*PROBLEM REQUIREMENTS*.
Return each line of the records below that contains the string "blade". Matching is case-sensitive.

*EXERCISE INPUT*.

#####

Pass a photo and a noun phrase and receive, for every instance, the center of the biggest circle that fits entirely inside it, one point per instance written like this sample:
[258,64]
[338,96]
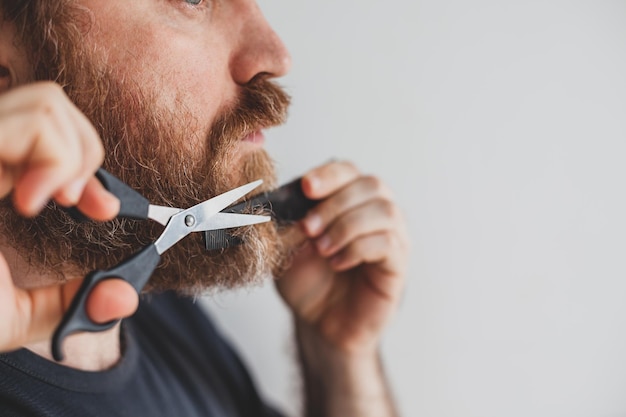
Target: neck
[84,351]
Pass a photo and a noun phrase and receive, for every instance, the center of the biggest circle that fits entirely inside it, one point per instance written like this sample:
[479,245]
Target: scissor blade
[161,214]
[204,212]
[230,220]
[199,216]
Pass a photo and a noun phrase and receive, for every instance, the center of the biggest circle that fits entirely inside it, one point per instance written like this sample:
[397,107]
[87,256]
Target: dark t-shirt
[174,364]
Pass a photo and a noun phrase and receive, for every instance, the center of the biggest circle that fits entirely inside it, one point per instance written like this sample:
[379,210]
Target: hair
[143,150]
[46,30]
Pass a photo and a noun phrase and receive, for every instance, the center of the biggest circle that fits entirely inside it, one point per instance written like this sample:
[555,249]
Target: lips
[256,137]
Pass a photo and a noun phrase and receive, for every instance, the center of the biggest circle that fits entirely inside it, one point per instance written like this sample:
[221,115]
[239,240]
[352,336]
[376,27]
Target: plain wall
[501,127]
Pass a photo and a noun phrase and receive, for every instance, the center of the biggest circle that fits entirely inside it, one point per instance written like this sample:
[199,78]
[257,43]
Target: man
[173,97]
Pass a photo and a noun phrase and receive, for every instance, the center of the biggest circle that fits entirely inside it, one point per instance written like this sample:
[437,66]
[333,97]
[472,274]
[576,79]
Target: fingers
[112,299]
[32,315]
[97,203]
[327,179]
[357,222]
[48,148]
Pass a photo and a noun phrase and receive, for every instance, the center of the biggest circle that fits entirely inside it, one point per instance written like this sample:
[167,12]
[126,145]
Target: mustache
[260,104]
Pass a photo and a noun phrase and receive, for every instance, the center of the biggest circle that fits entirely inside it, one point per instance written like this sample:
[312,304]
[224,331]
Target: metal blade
[204,212]
[230,220]
[162,214]
[199,217]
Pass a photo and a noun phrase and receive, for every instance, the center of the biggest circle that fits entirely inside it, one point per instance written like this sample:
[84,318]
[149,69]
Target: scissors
[138,268]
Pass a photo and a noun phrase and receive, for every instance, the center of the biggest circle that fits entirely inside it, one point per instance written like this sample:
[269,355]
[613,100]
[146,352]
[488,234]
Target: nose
[259,51]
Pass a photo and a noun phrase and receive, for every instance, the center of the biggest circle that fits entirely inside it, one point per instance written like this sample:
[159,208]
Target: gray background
[500,125]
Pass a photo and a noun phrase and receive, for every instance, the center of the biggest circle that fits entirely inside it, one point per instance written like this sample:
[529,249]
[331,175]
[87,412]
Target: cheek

#####

*RESPONSE TO THE TASK*.
Target: scissor blade
Target: metal blade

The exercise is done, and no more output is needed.